MATERIAL PROVIDED:
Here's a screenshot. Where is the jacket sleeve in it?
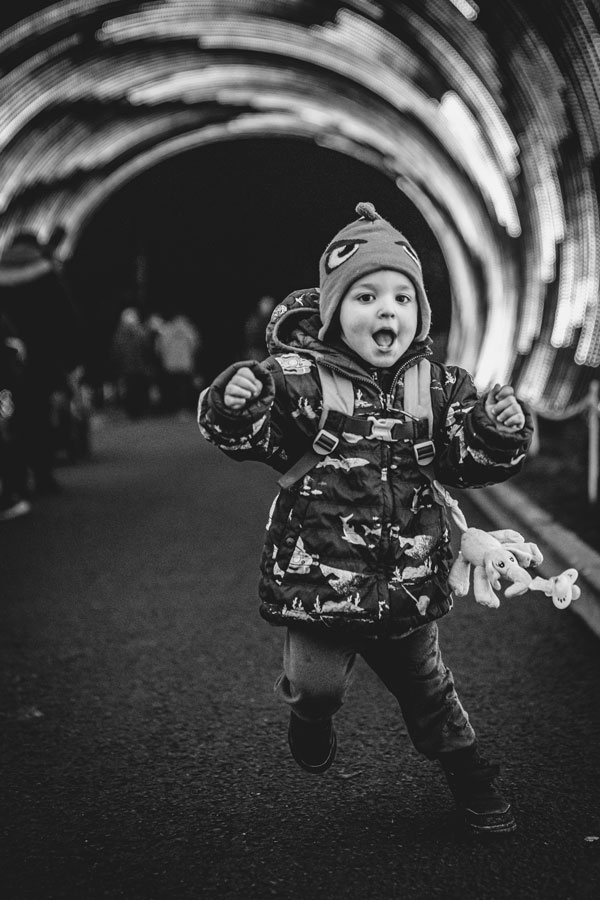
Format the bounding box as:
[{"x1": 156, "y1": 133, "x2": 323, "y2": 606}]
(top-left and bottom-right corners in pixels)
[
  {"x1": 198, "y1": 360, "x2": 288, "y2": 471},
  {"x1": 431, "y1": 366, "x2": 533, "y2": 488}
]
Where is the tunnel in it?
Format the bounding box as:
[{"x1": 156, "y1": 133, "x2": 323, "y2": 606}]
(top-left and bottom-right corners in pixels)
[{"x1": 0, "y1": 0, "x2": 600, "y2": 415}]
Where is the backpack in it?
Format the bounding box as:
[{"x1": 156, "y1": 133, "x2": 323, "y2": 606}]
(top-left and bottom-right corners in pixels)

PROBLEM DESCRIPTION:
Copy all the items above word for word, but leave the pictures out.

THE COMPLETED TASK:
Here's a screenshot. Where is the jacket sleeve in it?
Format the bounding box as:
[{"x1": 156, "y1": 133, "x2": 323, "y2": 606}]
(top-left and bottom-right corners in pixels)
[
  {"x1": 198, "y1": 360, "x2": 288, "y2": 471},
  {"x1": 431, "y1": 366, "x2": 533, "y2": 488}
]
Where is the tunnel in it?
Format the bounding box as:
[{"x1": 156, "y1": 133, "x2": 323, "y2": 606}]
(top-left and bottom-right corners in pixels)
[{"x1": 0, "y1": 0, "x2": 600, "y2": 415}]
Where is the backpack in it?
Format the bounding box as:
[{"x1": 156, "y1": 133, "x2": 323, "y2": 606}]
(top-left and bottom-right corners in pixels)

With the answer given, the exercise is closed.